> _INSTRUCTIONS FOR THE TASK_:
Begin at the line below that contains "Task: Tag the sailboat". Repeat it and all remaining lines of the records exactly.

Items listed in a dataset
■ ■ ■ ■
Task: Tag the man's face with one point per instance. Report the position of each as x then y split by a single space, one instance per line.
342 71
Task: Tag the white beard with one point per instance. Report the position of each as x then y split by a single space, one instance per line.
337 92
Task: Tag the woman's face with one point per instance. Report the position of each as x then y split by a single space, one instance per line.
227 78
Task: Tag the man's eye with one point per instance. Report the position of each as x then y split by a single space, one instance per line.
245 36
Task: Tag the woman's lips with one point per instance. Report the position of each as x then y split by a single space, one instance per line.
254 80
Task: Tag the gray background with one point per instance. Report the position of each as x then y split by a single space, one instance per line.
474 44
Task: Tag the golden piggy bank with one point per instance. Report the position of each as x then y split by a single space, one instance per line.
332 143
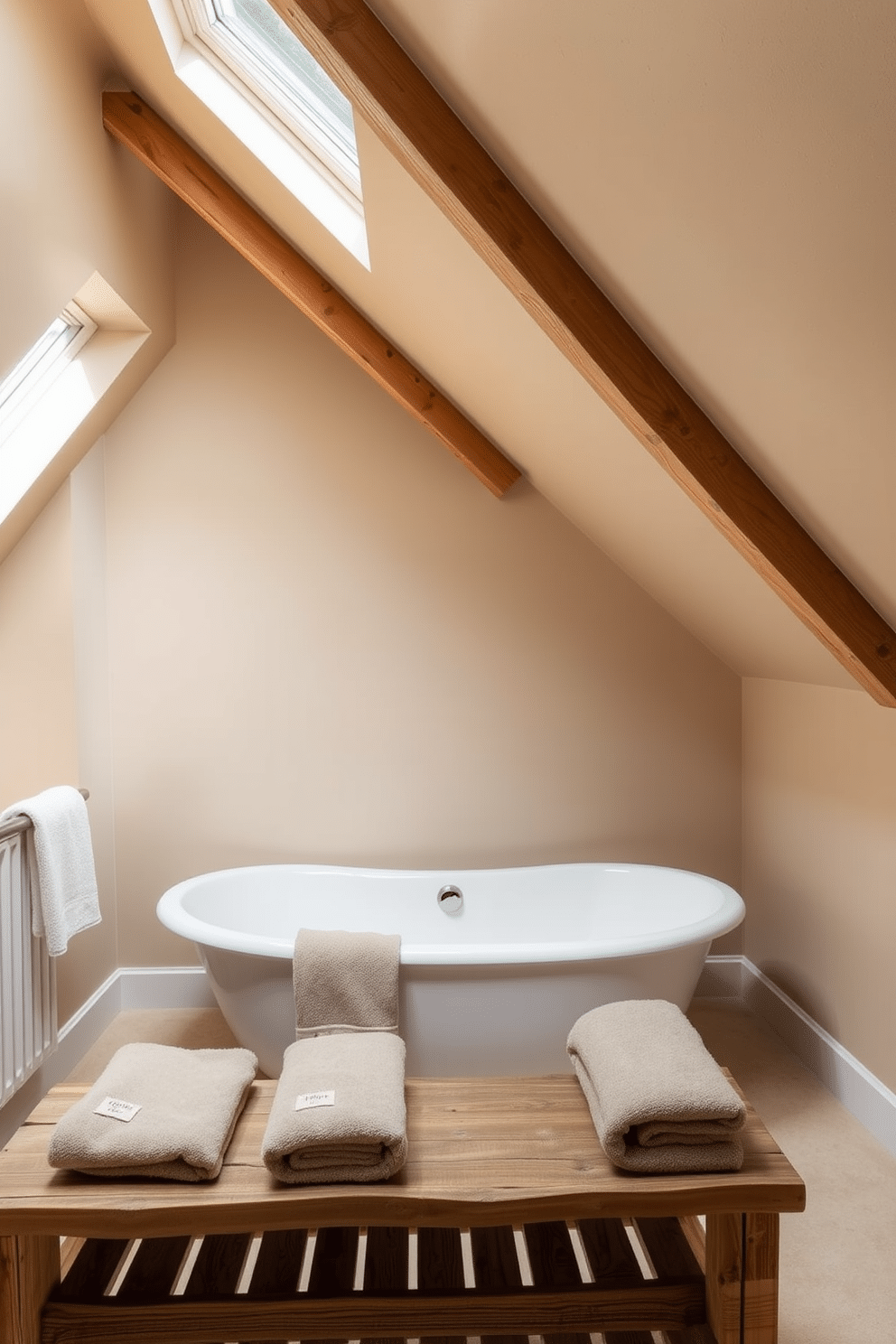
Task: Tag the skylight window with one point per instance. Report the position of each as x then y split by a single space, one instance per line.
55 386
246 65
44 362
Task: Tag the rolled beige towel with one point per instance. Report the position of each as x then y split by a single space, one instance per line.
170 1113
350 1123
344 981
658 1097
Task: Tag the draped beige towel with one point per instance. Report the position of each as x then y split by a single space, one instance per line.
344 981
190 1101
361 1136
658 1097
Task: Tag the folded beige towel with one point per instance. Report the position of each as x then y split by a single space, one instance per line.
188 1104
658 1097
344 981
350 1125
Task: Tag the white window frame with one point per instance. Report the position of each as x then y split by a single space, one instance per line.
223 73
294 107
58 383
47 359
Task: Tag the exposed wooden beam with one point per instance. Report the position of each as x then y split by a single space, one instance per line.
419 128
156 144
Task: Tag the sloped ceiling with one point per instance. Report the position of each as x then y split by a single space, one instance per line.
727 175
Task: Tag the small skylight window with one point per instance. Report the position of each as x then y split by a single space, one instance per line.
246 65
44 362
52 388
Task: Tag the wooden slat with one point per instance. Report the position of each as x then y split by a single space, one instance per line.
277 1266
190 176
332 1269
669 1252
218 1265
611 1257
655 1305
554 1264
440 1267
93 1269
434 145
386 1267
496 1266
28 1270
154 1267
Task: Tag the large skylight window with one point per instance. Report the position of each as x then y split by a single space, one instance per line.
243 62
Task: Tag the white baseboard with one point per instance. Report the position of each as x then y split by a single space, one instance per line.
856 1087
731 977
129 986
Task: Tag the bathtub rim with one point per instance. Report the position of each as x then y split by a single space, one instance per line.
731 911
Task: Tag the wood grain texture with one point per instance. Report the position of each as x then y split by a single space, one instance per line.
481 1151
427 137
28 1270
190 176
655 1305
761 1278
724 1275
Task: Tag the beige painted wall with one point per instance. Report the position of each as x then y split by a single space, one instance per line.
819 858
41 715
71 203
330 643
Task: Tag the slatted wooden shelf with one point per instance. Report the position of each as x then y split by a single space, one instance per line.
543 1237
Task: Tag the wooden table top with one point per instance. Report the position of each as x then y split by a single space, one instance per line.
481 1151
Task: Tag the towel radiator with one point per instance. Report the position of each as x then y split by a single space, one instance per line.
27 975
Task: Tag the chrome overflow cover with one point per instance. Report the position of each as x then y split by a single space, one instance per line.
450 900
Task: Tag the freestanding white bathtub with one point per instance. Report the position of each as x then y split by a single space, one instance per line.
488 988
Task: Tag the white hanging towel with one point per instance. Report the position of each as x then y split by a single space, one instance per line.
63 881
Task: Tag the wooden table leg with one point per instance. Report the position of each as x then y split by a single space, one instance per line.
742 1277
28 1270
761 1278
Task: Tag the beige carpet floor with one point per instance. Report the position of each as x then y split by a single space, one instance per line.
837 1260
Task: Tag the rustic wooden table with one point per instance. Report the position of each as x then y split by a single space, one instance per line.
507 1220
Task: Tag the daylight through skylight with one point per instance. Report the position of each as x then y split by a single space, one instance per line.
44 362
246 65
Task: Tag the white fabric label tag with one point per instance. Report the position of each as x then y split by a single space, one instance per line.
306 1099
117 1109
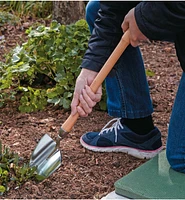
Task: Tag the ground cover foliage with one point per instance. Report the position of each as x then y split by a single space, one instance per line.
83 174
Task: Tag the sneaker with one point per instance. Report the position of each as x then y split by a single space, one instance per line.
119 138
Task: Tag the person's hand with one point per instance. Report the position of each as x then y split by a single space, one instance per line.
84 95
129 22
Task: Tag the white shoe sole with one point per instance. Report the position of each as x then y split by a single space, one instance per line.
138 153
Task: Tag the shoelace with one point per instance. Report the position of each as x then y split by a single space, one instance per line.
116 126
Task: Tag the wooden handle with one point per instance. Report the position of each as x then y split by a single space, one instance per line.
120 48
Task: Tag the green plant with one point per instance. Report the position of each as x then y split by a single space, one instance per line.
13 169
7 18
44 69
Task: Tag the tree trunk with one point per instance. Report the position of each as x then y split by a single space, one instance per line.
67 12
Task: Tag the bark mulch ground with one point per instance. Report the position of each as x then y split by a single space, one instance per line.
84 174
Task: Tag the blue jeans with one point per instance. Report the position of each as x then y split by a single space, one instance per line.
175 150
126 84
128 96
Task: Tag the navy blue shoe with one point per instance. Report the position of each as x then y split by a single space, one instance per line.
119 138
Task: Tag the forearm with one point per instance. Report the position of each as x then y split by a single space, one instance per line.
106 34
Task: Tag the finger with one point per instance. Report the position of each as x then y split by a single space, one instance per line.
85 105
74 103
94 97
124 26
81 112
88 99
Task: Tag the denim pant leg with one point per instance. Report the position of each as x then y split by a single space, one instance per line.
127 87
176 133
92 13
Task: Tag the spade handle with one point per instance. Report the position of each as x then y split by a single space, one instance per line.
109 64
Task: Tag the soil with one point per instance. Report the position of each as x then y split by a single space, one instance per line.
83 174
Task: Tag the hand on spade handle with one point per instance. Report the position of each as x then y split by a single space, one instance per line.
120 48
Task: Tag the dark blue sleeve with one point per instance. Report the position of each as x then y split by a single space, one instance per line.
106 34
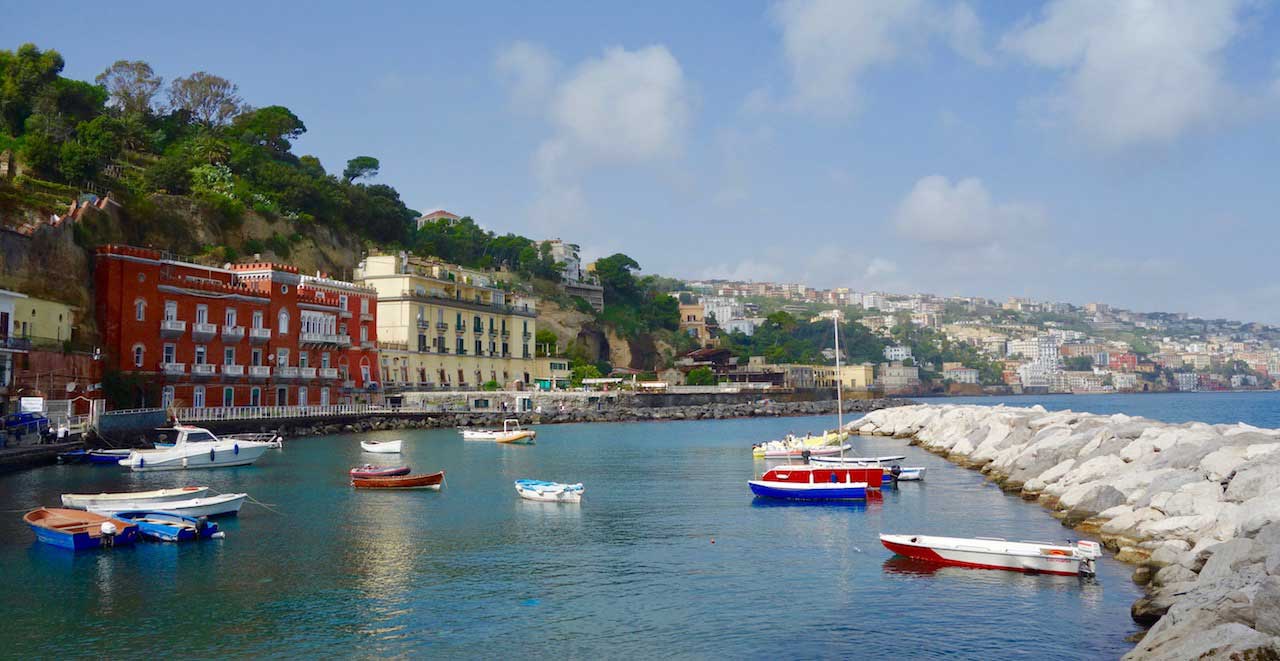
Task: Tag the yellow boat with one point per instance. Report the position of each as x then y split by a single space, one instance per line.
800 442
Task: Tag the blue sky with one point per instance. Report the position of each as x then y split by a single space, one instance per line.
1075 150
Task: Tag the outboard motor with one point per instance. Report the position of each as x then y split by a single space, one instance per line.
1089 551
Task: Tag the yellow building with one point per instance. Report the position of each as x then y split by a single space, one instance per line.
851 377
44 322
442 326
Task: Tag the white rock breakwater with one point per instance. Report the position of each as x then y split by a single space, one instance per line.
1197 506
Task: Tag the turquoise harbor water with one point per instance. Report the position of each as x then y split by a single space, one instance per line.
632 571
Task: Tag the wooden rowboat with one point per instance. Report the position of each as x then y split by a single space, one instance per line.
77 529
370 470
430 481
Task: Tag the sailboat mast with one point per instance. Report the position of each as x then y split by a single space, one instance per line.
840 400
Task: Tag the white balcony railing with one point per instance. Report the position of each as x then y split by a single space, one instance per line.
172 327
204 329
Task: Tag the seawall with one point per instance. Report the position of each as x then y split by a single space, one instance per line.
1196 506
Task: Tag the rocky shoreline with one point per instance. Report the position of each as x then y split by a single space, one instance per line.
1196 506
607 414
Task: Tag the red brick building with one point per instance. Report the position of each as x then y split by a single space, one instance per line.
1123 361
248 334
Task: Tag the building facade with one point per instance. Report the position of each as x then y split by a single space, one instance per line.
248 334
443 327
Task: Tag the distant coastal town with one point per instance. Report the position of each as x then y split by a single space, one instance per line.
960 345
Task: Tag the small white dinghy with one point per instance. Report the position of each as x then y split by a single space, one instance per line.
■ ■ ■ ■
> _CORRECT ANSWER_:
Task: Tag the sailboat mast with one point per instance. Report the position of each as x then y split by a single space, one instance per line.
840 400
Task: Tag the white balcony railing with one point per instance. Report the position of each as x then y split by a single space, one instance per line.
172 327
204 329
Task: Tag the seawall with one point per instance. Report the position of each as x then y split by a single space, one instance per line.
1196 506
Task: Tag the rocky shoreline with one point per instance. Report the position of each as x then y split by a single space, one instance per line.
1196 506
607 414
Task: Tag the red brick building with one point per instance. Report the position of each as x then y split by a single space, one instance per line.
1123 361
248 334
Task: Tag the building facade with one point per instance. Report the position of each as x then y split by a single space, one instance per line.
248 334
443 327
Task: Tag the distant coastal town with one point per instance. Report the position of each as x then y split by a single space, one instance per line.
960 345
Task: Tag the small white dinghy with one point per instance. Report the position of each as x then y split by a single space, one instance per line.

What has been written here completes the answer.